Scopo dell'esercizio: Estrai dalle righe seguenti ognuna di quelle che contengono la parola "striped". La distinzione tra maiuscole e minuscole conta.

=== Dati del compito ===

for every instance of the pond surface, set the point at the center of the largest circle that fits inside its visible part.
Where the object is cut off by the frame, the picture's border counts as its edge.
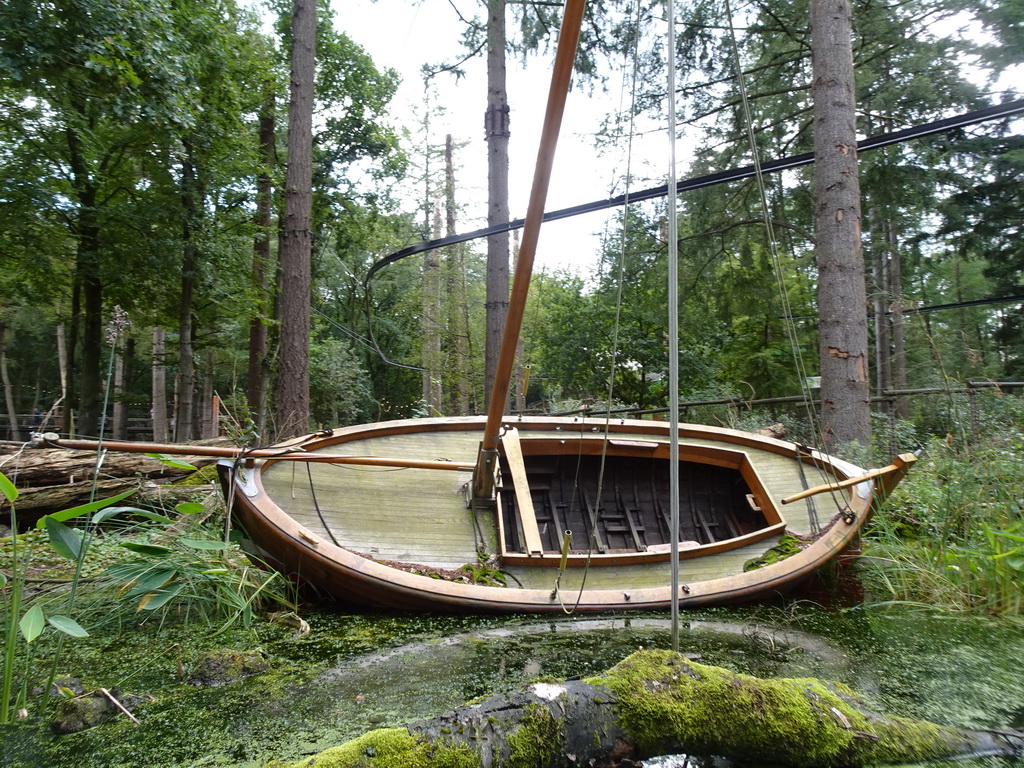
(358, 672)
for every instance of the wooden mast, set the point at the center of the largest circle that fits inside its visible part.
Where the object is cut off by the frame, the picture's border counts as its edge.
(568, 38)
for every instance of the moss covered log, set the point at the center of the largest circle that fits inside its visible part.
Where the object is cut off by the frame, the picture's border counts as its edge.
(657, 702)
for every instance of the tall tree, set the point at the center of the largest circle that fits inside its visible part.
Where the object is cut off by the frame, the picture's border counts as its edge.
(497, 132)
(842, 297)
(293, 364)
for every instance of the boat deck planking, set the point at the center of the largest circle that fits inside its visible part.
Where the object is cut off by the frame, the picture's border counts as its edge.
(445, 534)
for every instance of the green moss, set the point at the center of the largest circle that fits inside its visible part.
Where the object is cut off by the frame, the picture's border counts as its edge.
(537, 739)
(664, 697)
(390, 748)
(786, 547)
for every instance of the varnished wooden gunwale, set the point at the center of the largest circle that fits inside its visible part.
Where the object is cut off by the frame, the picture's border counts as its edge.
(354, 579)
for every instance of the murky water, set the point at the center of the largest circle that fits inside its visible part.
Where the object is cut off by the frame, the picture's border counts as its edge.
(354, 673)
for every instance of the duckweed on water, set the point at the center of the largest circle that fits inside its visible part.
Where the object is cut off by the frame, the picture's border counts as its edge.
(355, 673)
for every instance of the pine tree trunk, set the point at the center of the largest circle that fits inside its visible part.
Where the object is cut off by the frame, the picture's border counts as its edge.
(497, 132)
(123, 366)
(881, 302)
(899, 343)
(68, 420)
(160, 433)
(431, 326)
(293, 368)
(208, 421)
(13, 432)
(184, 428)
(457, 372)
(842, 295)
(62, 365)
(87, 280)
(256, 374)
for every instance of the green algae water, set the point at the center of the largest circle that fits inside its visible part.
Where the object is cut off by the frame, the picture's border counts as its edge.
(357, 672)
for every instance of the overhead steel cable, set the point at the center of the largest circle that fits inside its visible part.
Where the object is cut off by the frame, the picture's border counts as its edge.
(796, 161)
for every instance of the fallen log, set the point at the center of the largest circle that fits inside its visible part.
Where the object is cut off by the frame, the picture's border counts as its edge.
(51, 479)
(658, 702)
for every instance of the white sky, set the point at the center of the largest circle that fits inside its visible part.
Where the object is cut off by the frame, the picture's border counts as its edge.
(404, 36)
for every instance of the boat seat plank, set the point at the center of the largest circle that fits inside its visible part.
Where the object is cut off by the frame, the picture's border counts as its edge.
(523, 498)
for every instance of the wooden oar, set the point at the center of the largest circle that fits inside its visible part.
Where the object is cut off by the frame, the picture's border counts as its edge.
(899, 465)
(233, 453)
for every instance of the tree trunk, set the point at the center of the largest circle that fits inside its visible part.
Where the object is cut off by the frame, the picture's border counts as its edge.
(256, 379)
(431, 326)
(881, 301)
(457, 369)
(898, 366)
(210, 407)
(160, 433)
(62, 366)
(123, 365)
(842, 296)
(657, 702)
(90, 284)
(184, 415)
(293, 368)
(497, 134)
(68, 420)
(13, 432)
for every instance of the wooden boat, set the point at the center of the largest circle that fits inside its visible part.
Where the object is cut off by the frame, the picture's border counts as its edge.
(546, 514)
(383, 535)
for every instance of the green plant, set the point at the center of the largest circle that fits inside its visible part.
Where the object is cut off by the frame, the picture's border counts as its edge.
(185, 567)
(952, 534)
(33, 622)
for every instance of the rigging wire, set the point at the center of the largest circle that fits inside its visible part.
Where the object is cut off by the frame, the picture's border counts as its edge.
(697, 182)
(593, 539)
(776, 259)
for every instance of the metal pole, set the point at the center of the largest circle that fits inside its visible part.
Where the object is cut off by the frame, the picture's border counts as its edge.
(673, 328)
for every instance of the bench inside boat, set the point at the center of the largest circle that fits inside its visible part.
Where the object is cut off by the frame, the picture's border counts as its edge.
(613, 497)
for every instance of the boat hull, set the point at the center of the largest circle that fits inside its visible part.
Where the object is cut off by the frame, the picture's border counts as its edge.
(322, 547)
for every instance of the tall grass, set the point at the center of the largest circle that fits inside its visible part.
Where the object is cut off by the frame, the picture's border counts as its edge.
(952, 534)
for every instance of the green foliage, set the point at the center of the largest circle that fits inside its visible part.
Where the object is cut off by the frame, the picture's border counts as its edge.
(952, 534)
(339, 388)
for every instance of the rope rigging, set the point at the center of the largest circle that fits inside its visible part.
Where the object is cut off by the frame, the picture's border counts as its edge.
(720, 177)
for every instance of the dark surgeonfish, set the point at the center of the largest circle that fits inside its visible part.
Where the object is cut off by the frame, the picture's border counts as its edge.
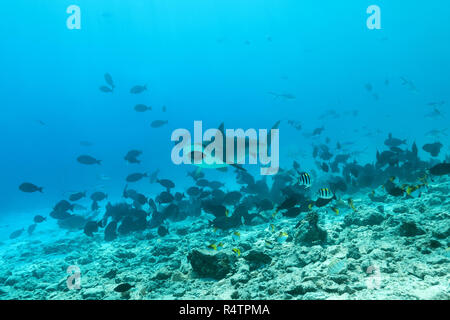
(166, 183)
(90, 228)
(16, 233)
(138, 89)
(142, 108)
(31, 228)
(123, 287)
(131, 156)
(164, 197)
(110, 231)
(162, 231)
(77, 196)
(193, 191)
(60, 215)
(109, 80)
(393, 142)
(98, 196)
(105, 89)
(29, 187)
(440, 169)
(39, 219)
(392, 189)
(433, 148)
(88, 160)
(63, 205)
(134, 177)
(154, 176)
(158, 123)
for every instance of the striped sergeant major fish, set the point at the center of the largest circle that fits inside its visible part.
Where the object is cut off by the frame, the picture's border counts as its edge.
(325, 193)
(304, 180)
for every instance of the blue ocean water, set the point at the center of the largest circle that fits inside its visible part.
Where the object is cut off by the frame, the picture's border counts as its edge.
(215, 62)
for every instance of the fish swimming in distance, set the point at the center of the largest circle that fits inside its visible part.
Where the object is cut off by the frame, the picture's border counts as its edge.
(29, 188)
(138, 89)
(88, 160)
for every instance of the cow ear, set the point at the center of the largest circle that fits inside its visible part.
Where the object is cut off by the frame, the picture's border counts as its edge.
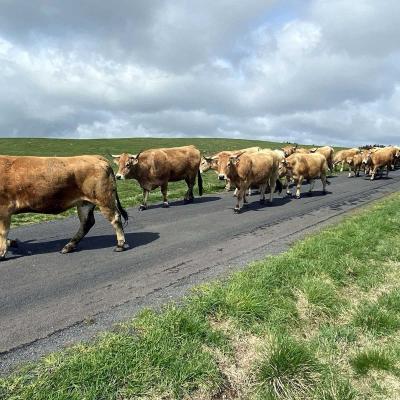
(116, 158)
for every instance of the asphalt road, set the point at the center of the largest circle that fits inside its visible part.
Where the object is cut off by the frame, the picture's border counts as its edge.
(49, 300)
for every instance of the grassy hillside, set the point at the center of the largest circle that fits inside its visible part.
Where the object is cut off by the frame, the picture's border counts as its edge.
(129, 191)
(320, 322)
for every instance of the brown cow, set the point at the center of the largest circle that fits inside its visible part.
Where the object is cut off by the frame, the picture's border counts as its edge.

===
=== Dati del compito ===

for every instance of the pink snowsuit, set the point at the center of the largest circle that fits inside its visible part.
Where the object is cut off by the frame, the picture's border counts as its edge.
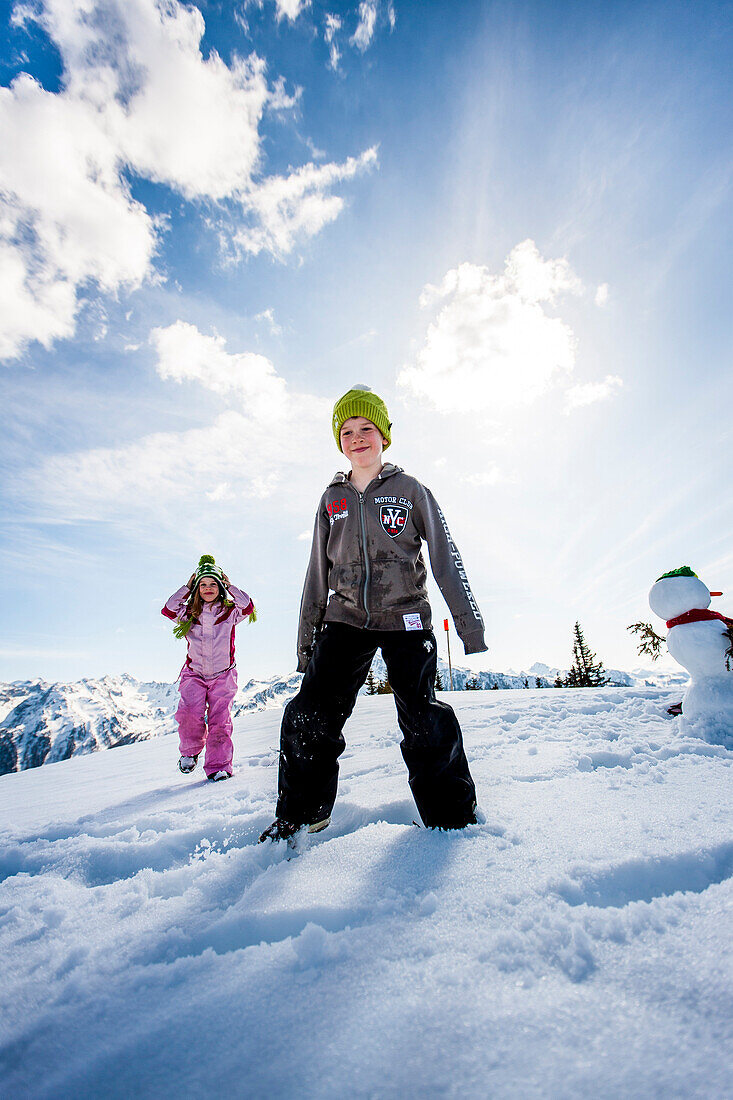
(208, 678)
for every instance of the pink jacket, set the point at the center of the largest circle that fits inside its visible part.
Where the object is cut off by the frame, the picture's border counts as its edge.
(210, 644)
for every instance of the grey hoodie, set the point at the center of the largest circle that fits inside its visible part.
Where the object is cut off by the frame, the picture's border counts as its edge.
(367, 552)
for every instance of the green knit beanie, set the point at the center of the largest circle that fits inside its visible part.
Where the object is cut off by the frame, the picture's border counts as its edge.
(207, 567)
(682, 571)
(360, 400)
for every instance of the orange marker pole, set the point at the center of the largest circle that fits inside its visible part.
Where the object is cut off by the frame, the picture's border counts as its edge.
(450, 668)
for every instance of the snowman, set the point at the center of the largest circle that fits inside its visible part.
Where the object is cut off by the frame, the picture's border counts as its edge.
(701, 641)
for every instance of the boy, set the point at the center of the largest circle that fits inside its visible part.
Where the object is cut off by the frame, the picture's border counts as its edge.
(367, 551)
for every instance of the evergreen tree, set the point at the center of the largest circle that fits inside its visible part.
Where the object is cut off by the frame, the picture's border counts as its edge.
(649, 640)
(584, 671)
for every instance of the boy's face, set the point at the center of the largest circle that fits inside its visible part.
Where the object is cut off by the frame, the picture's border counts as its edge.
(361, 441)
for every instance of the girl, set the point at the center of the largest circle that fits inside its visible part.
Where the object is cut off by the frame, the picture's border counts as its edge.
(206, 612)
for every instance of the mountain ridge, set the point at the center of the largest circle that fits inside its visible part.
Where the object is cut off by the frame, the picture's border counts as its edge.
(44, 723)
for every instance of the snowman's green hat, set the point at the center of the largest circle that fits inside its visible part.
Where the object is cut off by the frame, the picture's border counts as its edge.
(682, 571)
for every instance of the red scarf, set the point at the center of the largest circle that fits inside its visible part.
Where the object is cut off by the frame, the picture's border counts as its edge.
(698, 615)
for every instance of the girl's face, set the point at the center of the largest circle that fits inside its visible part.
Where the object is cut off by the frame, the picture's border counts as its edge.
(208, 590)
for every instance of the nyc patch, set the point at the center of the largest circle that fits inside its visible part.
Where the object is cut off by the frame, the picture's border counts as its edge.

===
=== Dati del compito ===

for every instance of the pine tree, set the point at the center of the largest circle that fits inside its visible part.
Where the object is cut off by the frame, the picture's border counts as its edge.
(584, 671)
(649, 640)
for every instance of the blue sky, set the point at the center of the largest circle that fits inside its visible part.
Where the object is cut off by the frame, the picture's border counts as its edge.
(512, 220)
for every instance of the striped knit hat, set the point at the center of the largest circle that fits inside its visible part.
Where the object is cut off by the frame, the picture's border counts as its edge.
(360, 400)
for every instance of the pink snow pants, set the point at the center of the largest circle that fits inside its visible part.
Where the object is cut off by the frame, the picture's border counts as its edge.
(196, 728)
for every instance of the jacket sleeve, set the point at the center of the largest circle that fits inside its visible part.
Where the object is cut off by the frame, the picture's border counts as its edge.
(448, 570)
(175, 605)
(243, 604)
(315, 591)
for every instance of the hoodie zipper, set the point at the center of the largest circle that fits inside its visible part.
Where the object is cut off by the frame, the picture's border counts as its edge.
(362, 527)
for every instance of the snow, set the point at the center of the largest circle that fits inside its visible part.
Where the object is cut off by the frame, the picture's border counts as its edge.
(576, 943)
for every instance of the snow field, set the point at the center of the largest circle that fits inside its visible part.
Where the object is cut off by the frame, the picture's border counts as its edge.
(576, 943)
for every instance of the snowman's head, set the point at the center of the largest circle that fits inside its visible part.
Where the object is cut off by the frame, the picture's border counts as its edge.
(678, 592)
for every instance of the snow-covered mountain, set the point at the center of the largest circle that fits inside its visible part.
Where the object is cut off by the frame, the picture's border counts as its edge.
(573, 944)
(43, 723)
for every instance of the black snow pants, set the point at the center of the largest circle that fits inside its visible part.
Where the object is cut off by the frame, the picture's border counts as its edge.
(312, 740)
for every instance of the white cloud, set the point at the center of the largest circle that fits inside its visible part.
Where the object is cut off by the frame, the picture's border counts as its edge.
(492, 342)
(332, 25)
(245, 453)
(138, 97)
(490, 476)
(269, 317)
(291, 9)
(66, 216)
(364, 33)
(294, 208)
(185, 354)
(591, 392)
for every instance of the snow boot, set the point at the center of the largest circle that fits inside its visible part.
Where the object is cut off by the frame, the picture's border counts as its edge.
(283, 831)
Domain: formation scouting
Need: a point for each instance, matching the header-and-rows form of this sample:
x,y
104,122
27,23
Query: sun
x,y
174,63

===

Risultato del compito:
for every instance of the striped sergeant major fish, set the point at the center of the largest circle that fits inside its visible part.
for every instance of the striped knit hat, set the point at the center of the largest circle that fits inside its visible part.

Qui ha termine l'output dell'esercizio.